Given exercise:
Collect each line of the rows that contains the word "girl".

Listed records:

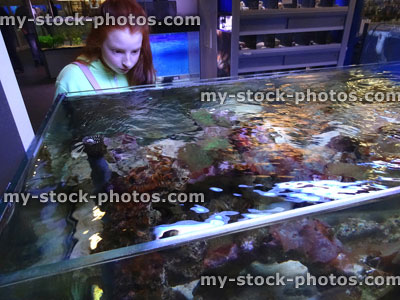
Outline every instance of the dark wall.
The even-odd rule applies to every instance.
[[[0,195],[24,157],[24,146],[0,82]]]

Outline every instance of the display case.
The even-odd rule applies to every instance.
[[[212,6],[218,21],[204,9],[202,50],[208,60],[217,62],[217,68],[205,64],[203,78],[344,63],[356,0],[338,1],[340,5],[334,1],[219,2],[219,7]],[[228,28],[225,20],[231,23]],[[208,42],[210,35],[215,36],[213,43]]]
[[[8,190],[29,197],[8,205],[0,298],[395,299],[398,285],[349,280],[399,275],[400,105],[366,98],[398,95],[399,75],[370,65],[61,95]],[[357,100],[290,96],[327,91]],[[135,191],[189,198],[116,200]],[[87,201],[64,201],[74,193]],[[261,283],[276,274],[291,283]],[[329,275],[343,286],[294,286]]]

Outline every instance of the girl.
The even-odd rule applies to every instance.
[[[117,20],[124,16],[146,17],[136,0],[107,0],[101,7]],[[58,75],[56,94],[96,91],[107,88],[151,84],[155,70],[150,48],[148,25],[102,25],[92,28],[86,46],[76,61],[67,65]]]

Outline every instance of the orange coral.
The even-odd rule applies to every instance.
[[[129,192],[145,193],[159,188],[168,188],[173,185],[176,174],[172,168],[174,160],[153,152],[148,155],[147,166],[135,168],[130,171],[126,180]]]

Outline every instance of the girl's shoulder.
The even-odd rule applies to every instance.
[[[56,80],[56,95],[60,92],[81,92],[92,90],[82,70],[74,63],[66,65],[58,74]]]

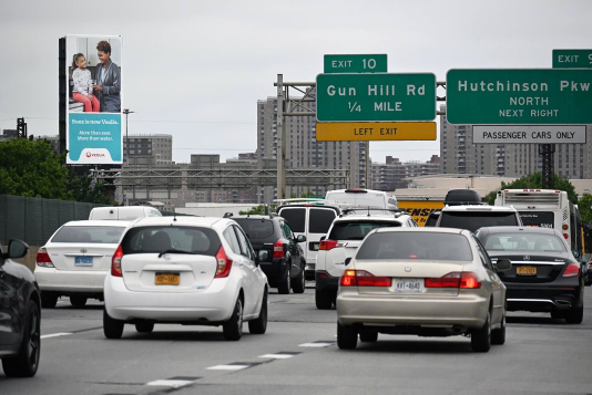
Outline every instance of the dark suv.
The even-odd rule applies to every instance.
[[[288,222],[276,215],[232,217],[245,231],[269,287],[279,293],[303,293],[305,289],[304,252],[299,242],[306,237],[296,237]]]

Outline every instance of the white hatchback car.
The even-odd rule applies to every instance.
[[[241,227],[229,218],[142,218],[130,225],[105,279],[103,330],[125,323],[222,325],[226,340],[267,328],[267,278]]]
[[[70,221],[58,229],[37,253],[34,271],[41,305],[55,308],[58,298],[70,297],[74,306],[89,298],[103,300],[103,284],[111,258],[130,221]]]
[[[354,257],[361,241],[377,228],[417,227],[414,218],[405,212],[385,209],[348,209],[341,211],[321,239],[315,270],[315,303],[317,309],[330,309],[335,303],[339,277],[345,260]]]

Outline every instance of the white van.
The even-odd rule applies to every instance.
[[[150,206],[95,207],[91,210],[89,219],[131,221],[144,217],[162,217],[162,214]]]
[[[282,206],[277,208],[277,214],[288,221],[296,236],[306,236],[306,241],[300,243],[305,256],[304,276],[306,280],[314,280],[320,238],[327,236],[327,231],[333,220],[339,216],[340,209],[337,206],[323,204],[323,200],[314,202],[289,200],[298,199],[280,200]]]
[[[328,190],[325,196],[328,204],[349,205],[355,207],[398,209],[397,198],[384,190],[349,188]]]

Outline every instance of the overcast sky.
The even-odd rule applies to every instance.
[[[590,49],[592,1],[0,1],[0,128],[58,134],[58,39],[122,35],[130,134],[173,135],[173,160],[256,149],[257,100],[314,82],[323,55],[386,53],[388,71],[551,67],[553,49]],[[439,91],[439,94],[443,92]],[[440,103],[438,104],[438,106]],[[438,121],[438,118],[437,118]],[[438,142],[370,143],[428,160]]]

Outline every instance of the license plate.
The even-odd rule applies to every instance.
[[[178,285],[178,273],[156,273],[154,284],[156,285]]]
[[[74,257],[74,266],[92,266],[92,257]]]
[[[421,293],[423,292],[423,279],[395,279],[395,292]]]
[[[532,266],[521,266],[516,268],[517,276],[537,276],[537,268]]]

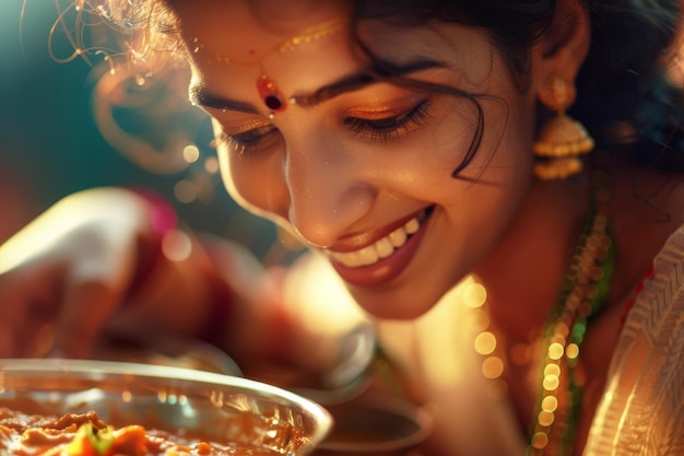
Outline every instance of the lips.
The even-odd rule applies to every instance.
[[[343,280],[373,287],[399,276],[411,262],[432,214],[427,208],[373,244],[351,252],[326,250]]]

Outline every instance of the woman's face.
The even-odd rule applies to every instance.
[[[530,182],[534,91],[482,31],[367,21],[358,36],[404,78],[481,95],[483,124],[464,97],[364,78],[344,2],[175,9],[228,191],[328,256],[366,311],[415,317],[496,248]],[[273,115],[263,75],[282,95]]]

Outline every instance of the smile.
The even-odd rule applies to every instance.
[[[335,262],[346,268],[361,268],[373,266],[378,261],[390,257],[397,249],[403,247],[411,235],[415,234],[421,224],[429,214],[429,209],[423,210],[403,225],[399,226],[385,237],[375,243],[353,252],[330,252],[328,256]]]

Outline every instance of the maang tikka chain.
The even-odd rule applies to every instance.
[[[335,34],[342,28],[343,22],[339,19],[333,19],[330,21],[321,22],[319,24],[312,25],[310,27],[304,28],[302,32],[297,33],[294,36],[288,37],[287,39],[279,43],[278,45],[271,47],[270,49],[261,52],[261,55],[257,55],[253,49],[248,51],[250,58],[249,59],[234,59],[220,54],[214,56],[214,62],[223,63],[226,66],[237,65],[240,67],[253,67],[258,66],[261,74],[257,79],[257,92],[259,93],[259,97],[263,101],[263,104],[267,108],[269,108],[269,117],[273,118],[275,113],[283,112],[287,108],[287,104],[296,103],[294,98],[287,100],[287,97],[283,94],[283,92],[279,89],[278,83],[273,78],[271,78],[268,72],[263,68],[263,59],[270,56],[273,52],[292,52],[299,45],[308,44],[321,39],[323,37]],[[192,49],[193,52],[199,52],[202,50],[203,46],[200,43],[199,38],[193,39]]]

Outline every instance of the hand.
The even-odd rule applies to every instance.
[[[0,246],[0,356],[86,356],[150,255],[150,213],[132,191],[87,190]]]

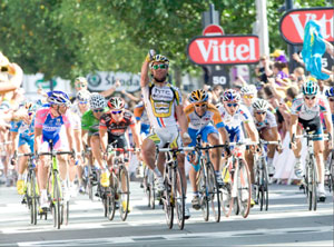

Response to this exercise:
Outline every instance of the girl.
Outline every instance of the girl's shoulder.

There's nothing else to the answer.